Join us for an informative and educational evening! Details below:
CAC Constitution Week Forum Monday September 16th at 6:30 pm at the Center
To commemorate Constitution Day, Celebrate First Amendment Freedoms, and Inspire Civic Participation!
Constitution Day commemorates the formation and signing of the United States Constitution on September 17, 1787. Celebrating Constitution Day provides an opportunity for the public to remember the importance of a document held in esteem worldwide for empowering “We the People” with the rights and responsibilities to engage in the democratic process. The First Amendment Freedoms, (freedom of speech, freedom of the press, freedom to petition our government, freedom to assemble, and freedom of religion) are essential components that ensure a healthy democracy and the capacity to hold government accountable.
“Constitution Week recognizes the importance of our founding document by introducing students and adults to constitutional issues through dynamic speakers with first-hand knowledge of what it means to fight for
freedom. Ms. Hayes’ experiences illustrate the tensions in our democracy while sharing a remarkable journey in
First Amendment advocacy, ” said Maryam Judar, community lawyer at the Citizen Advocacy Center.

## GIVEN ENTRIES
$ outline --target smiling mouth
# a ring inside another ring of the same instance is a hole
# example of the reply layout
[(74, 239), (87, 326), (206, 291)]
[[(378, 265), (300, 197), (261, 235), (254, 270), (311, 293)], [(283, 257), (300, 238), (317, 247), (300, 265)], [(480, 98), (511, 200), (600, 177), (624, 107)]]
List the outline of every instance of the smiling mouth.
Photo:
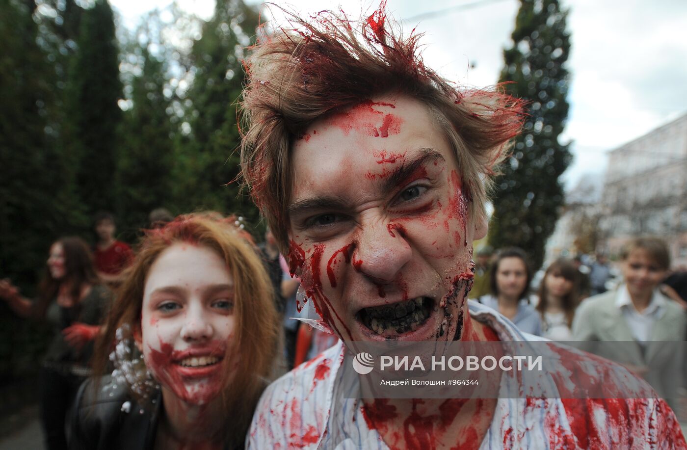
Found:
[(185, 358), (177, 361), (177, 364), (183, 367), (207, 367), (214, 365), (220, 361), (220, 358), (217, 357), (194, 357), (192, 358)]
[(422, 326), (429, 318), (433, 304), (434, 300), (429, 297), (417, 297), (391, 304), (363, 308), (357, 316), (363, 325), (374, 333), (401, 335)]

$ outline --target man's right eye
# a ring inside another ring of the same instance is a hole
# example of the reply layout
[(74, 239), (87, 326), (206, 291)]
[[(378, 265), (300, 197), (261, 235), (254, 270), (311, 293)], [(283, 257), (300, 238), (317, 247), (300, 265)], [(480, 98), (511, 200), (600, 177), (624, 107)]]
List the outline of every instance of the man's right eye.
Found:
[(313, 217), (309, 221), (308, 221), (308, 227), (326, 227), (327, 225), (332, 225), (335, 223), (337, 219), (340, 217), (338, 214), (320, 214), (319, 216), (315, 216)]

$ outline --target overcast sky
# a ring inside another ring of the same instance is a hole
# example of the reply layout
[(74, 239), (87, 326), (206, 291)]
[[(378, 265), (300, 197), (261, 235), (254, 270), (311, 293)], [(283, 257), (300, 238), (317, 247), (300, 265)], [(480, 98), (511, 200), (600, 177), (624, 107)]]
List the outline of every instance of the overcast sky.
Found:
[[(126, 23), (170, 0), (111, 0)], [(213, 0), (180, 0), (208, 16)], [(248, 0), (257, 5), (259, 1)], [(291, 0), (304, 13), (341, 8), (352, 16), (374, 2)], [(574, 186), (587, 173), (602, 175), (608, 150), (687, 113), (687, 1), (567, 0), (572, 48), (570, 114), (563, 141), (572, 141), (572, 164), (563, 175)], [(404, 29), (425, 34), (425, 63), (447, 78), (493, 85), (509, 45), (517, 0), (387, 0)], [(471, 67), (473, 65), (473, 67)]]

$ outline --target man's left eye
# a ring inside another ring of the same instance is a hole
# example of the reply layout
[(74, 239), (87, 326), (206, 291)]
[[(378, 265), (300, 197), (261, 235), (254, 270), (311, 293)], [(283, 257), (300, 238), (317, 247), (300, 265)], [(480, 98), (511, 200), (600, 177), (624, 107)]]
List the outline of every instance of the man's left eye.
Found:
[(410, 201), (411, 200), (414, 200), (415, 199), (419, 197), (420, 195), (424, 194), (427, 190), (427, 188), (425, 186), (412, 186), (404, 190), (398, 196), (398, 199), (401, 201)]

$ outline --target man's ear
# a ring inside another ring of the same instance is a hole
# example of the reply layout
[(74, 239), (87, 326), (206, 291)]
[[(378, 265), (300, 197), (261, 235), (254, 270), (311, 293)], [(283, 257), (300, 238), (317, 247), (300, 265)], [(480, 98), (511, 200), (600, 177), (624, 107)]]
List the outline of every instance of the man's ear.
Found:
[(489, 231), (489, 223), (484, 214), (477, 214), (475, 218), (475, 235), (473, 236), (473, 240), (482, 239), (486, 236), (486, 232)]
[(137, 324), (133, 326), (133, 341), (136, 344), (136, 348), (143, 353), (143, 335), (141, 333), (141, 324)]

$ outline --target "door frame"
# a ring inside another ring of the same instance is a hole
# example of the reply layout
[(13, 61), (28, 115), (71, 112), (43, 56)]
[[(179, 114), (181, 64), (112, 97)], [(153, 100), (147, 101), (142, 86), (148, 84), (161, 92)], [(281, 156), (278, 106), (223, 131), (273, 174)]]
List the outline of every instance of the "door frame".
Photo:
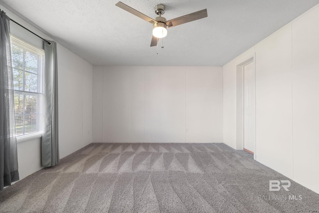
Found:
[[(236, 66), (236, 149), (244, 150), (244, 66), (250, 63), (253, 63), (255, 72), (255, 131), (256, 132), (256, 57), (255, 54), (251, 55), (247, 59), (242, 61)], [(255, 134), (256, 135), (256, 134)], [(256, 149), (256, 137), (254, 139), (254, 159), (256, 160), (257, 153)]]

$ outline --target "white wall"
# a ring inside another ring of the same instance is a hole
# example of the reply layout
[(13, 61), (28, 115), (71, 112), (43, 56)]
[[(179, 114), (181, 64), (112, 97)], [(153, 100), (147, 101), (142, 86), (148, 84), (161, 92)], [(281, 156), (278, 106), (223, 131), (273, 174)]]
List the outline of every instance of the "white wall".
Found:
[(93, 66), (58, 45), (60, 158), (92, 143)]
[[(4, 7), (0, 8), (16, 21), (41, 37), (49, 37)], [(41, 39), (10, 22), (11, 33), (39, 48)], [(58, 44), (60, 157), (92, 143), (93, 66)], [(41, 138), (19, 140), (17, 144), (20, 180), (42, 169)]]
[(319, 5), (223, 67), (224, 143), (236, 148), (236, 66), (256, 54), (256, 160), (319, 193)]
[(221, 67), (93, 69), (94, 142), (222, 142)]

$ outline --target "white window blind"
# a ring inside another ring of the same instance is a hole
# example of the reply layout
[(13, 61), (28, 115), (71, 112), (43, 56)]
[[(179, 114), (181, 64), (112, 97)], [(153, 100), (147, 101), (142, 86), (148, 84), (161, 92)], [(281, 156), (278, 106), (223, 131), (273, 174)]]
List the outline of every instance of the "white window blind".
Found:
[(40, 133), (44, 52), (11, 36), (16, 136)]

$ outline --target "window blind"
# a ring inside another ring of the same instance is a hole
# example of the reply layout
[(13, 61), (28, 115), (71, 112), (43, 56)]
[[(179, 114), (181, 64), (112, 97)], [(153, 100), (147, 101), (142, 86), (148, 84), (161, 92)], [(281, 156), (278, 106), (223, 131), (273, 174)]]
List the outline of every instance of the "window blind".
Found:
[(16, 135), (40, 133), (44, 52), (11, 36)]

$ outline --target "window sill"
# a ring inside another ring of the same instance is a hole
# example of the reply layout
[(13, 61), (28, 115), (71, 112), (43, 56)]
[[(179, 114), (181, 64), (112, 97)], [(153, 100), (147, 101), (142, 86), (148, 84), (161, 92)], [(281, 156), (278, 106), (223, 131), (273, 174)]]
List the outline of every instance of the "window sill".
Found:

## WRITTEN REQUEST
Based on the forum announcement above, are the statements (a), (b), and (c) true? Answer yes or no for each and quote the words from the text that settle it.
(a) The forum is on Monday, September 16th, at 6:30 pm.
(b) The United States Constitution was signed on September 17, 1787.
(c) Maryam Judar is described as a community lawyer at the Citizen Advocacy Center.

## RESPONSE TO THIS EXERCISE
(a) Yes: "Monday September 16th at 6:30 pm at the Center"
(b) Yes: "the formation and signing of the United States Constitution on September 17, 1787"
(c) Yes: "Maryam Judar, community lawyer at the Citizen Advocacy Center"